__Assigned task__
Under no circumstances alter the records; copy each one exactly.

(Natural language region descriptions)
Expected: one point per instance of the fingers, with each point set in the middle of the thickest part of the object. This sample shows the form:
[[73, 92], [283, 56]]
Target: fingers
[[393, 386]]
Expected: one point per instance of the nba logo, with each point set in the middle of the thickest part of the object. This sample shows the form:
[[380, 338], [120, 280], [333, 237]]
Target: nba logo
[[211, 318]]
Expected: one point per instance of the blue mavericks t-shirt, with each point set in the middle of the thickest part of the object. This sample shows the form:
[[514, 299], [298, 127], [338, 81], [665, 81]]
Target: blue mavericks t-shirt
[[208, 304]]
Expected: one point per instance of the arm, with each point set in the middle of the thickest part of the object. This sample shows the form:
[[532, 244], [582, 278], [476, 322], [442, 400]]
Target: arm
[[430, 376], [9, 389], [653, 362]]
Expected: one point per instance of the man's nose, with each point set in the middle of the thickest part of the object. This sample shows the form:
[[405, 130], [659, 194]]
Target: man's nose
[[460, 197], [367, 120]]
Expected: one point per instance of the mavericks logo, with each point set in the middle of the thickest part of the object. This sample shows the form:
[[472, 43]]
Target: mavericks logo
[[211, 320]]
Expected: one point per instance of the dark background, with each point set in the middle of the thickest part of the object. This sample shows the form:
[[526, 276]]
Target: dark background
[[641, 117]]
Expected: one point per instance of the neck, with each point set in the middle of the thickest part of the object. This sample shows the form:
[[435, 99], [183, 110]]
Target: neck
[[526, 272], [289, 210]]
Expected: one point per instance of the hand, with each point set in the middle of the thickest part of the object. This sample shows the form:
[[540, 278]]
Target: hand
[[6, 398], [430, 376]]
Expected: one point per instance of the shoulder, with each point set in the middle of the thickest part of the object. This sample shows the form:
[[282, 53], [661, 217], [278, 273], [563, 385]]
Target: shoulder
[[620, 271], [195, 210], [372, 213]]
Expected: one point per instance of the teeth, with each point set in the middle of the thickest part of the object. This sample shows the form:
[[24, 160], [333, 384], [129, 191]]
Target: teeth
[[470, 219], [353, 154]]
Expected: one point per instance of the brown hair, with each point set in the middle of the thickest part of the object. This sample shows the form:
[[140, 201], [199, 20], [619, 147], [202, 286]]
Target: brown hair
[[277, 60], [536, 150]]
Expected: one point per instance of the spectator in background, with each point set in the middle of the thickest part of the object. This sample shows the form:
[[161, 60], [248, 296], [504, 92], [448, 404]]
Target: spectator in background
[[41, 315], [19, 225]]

__Solution to the exercise__
Expected: one point per instance of the fingers, with each point set in the middle of the thickest part of the object. This sample shows the form:
[[73, 92], [283, 56]]
Target: fingers
[[393, 386]]
Expected: one point per instance of the nba logo, with each point set in the middle of the thickest part of the object. This sample shows the form:
[[380, 338], [120, 280], [333, 237]]
Target: nba logo
[[211, 318]]
Expected: one point per instance of the blue mavericks t-shirt, with each point set in the middle of the thickest part of the object. This sample shows the form:
[[514, 299], [298, 127], [338, 81], [665, 81]]
Target: blue mavericks t-shirt
[[208, 304]]
Expected: one point per instance of the arm, with each point set in the middle of the thickest part of the object. This sample shows the form:
[[532, 244], [582, 278], [476, 322], [442, 400]]
Target: arm
[[430, 376], [9, 389], [653, 362]]
Expected: one point per instance of the man's nose, with each point set in the middle of the thickest part of the object. This sample shows the form:
[[405, 130], [659, 194]]
Target: man's nose
[[460, 197], [367, 120]]
Expected: one point per instance of the mavericks logo, with each point set in the middle of the thickest part of the object. This sample shows the form:
[[472, 43]]
Target: mavericks logo
[[211, 320]]
Expected: one point per instance of the dark background, with each point set in the middle of the thickest part of the object. This sample shows the form:
[[526, 276]]
Target: dark background
[[641, 117]]
Expected: one point per instance of the neck, with each point set in the middle of the thickest part of the object. This sample shows the form:
[[435, 99], [183, 110]]
Target: neck
[[526, 272], [289, 210]]
Expected: one point per instance of the hand, with each point set in the middle of the thickest part of the object. This sample shows the form:
[[540, 278]]
Target: hand
[[6, 398], [430, 376]]
Expected: one point per instance of the shoulder, with each point set in the middle of the thickest part of the object. This sample shows the form:
[[282, 53], [661, 217], [278, 273], [563, 385]]
Target: shoulder
[[620, 271], [195, 210], [372, 213]]
Expected: one point per instance of the teeth, with each point set in the middle of the thickest part of the object. This sample shows the form:
[[24, 160], [333, 384], [129, 191]]
Target: teeth
[[470, 219], [353, 154]]
Expected: one point per instance of the brown hair, with each point set in the middle of the thickest part of the object. This sample shows the form:
[[140, 201], [199, 20], [619, 147], [202, 286]]
Target: brown hair
[[277, 60], [536, 150]]
Expected: one point per instance of the spectator in background, with each point set in the middle of the thickest part of the object. This sample shows the form:
[[161, 60], [248, 296], [504, 92], [448, 404]]
Target: spectator in background
[[41, 315], [19, 225]]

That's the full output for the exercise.